PROVIDED TEXT:
○ ○ ○

Sunday, June 1, 2014

New Mexico: Haunted KiMo Theatre

KiMo Theatre
The KiMo Theatre is located in downtown Albuquerque on Central Avenue. This street is the original Route 66 that went from east to west through my hometown. 

The KiMo, like many theatres, has a superstitious practice that is observed. This practice is to appease one ghost that resides in the building.

The KiMo was constructed in 1927, and is known for its unique Art Deco and Pueblo-style architecture. 

A statewide contest was held to name the new theatre and the winning name KiMo was submitted by the Governor of Isleta Pueblo, Pablo Aberta--who won 50 dollars for his entry.

The word KiMo translated means “Mountain Lion” in the Tewa language. This word is also loosely translated to mean “king of its kind.”

○ ○ ○

MATERIAL:
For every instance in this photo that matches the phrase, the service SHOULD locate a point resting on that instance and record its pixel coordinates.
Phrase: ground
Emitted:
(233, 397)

○ ○ ○

WRITTEN INSTRUCTION 1:
According to the post about the haunted KiMo Theatre, who submitted the winning name for the theatre?
WRITTEN INSTRUCTION 2:
Write the next part of the post about the haunted KiMo Theatre, picking up after its final sentence.
The listing isn't needed for any of this.

WRITTEN RESPONSE 1:
Pablo Aberta, the Governor of Isleta Pueblo, submitted the name KiMo.

WRITTEN RESPONSE 2:
This is a good description for this original movie house’s architecture, haunting and superstition are truly “one of a kind.”

Bobby Darnall
For decades the KiMo has housed the spirit of a restless child. In August of 1951 a 6-year-old boy, Robert “Bobby” Darnall was attending a screening of an Abbott and Costello movie at the KiMo with his parents.

Bobby was sitting in the balcony with friends when something on the screen frightened him. He ran down the stairwell just as a water heater or boiler in the basement under the lobby’s food concession counter exploded.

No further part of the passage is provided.